## DESCRIPTION OF THE TASK
Could you rewrite the material from the line containing "pinpoint the side" through the end, inclusive, with the requests kept and every bounding-box coordinate in the answers shifted up by 19? Leave the requests and their sample box unchanged.

· · · ·

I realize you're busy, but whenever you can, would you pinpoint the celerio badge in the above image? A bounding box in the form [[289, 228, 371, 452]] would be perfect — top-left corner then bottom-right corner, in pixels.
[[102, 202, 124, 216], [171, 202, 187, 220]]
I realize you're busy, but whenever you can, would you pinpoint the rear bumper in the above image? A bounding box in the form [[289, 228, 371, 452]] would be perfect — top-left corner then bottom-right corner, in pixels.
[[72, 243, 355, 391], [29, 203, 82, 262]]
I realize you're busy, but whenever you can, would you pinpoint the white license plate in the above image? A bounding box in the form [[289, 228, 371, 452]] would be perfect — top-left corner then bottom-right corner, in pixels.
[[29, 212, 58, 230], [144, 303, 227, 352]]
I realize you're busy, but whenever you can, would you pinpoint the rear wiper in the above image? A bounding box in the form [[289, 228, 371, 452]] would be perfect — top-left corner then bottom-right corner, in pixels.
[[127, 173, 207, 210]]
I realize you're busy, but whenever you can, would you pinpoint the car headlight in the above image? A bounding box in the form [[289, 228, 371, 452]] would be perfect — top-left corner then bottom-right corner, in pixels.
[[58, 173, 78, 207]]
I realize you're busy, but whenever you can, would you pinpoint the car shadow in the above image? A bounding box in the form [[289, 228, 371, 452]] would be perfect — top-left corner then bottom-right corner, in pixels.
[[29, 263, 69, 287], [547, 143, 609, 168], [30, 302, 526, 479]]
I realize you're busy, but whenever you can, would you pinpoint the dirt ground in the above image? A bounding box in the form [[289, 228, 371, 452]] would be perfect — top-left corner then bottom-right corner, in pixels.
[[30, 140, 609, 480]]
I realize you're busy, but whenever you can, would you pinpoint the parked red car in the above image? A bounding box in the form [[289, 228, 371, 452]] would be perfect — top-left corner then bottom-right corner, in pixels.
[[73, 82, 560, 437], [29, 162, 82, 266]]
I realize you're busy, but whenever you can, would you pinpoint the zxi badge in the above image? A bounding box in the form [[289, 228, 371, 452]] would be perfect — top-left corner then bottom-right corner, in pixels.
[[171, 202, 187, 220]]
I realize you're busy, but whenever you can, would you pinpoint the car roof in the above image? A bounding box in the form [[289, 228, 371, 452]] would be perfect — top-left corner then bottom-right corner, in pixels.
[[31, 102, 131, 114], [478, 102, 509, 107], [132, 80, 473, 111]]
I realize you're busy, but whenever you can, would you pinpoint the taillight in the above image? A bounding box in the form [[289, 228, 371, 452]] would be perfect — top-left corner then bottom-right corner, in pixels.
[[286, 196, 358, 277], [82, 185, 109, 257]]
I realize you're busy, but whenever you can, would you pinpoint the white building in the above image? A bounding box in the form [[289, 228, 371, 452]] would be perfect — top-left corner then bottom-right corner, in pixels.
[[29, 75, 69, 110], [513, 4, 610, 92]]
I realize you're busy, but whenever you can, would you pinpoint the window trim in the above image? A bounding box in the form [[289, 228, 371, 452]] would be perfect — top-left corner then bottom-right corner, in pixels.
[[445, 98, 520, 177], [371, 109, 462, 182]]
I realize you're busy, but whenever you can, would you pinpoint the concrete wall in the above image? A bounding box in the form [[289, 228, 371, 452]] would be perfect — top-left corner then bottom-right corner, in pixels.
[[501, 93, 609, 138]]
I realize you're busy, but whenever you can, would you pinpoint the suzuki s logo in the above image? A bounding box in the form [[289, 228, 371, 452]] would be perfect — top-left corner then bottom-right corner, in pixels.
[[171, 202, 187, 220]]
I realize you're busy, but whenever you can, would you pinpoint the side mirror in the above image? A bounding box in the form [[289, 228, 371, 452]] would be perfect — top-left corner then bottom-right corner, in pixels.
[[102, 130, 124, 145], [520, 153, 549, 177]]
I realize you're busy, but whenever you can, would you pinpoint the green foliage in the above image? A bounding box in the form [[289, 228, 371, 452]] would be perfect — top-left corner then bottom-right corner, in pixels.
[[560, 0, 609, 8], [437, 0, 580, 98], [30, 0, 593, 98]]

· · · ·

## FINISHED EXERCISE
I realize you're busy, but whenever you can, would you pinpoint the side mirror in the above image? A bounding box in the form [[289, 228, 371, 452]] would be perfect — top-left corner then bottom-right corner, in pixels.
[[121, 149, 143, 164], [539, 172, 568, 196]]
I realize you're busy, but whenever you can, would you pinpoint the green foliage in the above image? A bounding box in the form [[289, 228, 371, 452]] would be perfect — top-left corner then bottom-right corner, in pixels.
[[579, 19, 628, 27], [456, 19, 599, 117], [49, 19, 612, 117]]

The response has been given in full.